● Task requirements
Arrange every item below into a numbered list, one line per number, leaving out any blank lines.

● Data records

[start]

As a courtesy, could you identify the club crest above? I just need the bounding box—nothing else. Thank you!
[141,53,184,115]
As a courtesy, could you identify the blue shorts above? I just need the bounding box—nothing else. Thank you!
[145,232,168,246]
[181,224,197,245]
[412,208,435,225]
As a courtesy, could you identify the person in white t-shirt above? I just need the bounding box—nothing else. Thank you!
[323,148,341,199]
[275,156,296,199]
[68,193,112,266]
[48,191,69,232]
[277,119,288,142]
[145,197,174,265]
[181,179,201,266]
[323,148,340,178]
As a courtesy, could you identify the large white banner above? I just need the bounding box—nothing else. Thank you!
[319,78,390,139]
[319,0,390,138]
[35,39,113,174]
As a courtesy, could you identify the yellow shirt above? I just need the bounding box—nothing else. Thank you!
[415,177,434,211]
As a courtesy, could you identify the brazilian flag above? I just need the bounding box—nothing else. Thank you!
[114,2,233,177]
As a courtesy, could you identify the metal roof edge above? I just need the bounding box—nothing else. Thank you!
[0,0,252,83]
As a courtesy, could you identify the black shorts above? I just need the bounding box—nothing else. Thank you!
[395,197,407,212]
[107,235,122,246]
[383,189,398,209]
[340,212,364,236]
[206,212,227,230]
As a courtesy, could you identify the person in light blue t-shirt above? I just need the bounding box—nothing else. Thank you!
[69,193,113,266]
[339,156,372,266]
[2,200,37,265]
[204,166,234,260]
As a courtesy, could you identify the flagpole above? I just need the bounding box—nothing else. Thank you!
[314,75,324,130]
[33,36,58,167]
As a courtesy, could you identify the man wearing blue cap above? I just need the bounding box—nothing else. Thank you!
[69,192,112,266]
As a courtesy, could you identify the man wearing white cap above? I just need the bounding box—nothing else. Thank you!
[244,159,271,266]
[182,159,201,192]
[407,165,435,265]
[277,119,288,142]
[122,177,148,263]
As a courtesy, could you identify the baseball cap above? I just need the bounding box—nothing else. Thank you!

[end]

● Exercise output
1. As a courtesy, could you identify the club crest above? I just need the bounding box—nothing else. Thank you!
2. [141,53,184,115]
3. As a courtesy, could you identify the blue shorts above? I just need the bounding box—nothing else. Thank you!
4. [145,232,168,246]
5. [181,224,197,245]
6. [412,208,435,225]
7. As a courtesy, could you identify the person in white t-shirt above? I just need the bounding box—nothing else. Thank you!
8. [323,148,341,199]
9. [275,156,296,199]
10. [68,193,112,266]
11. [48,191,69,232]
12. [277,119,288,142]
13. [145,197,174,265]
14. [181,179,201,266]
15. [323,148,340,178]
16. As a courtesy, could you identify the large white banner above? I just need the bounding box—nothing else. Thank you!
17. [319,78,390,139]
18. [319,0,390,138]
19. [35,39,113,174]
20. As a courtesy, could you identify the yellow shirt above? I just need the bounding box—nothing else. Thank you!
21. [415,177,434,211]
22. As a courtesy, could you identify the brazilian flag above? I just need the bounding box—nothing else. Thank you!
23. [114,2,233,177]
24. As a courtesy, could you identify the metal roof edge above? I just need the bounding box—nothing else. Thank you!
25. [0,0,252,83]
26. As a courtesy, could you identify the black shorts above? I just need the bounding box—nothing else. Thank you!
27. [395,197,407,212]
28. [107,235,122,246]
29. [383,189,398,209]
30. [340,212,364,236]
31. [206,212,227,230]
32. As a courtesy, could you identify the person in light blue t-shirt above? I just need the bounding box—nothing else. Thank you!
33. [69,193,113,266]
34. [339,156,372,266]
35. [2,200,37,265]
36. [204,166,234,260]
37. As a courtesy, could you identify the flagpole above? I just need the bounding box—nothing else. Thank you!
38. [314,75,324,130]
39. [33,36,58,167]
40. As a courtesy, could you identify the man wearing blue cap above? I just need the bounding box—nothing else. Thank you!
41. [69,192,112,266]
42. As a courtesy, could you identify the man wearing white cap above? I just need the bounding box—nothing else. Thank you!
43. [244,159,271,266]
44. [182,159,201,192]
45. [407,165,435,265]
46. [277,119,288,142]
47. [122,177,148,263]
48. As a courtesy, could you identify the baseball cap above? I just need the bounding box—nothing else. Thank you!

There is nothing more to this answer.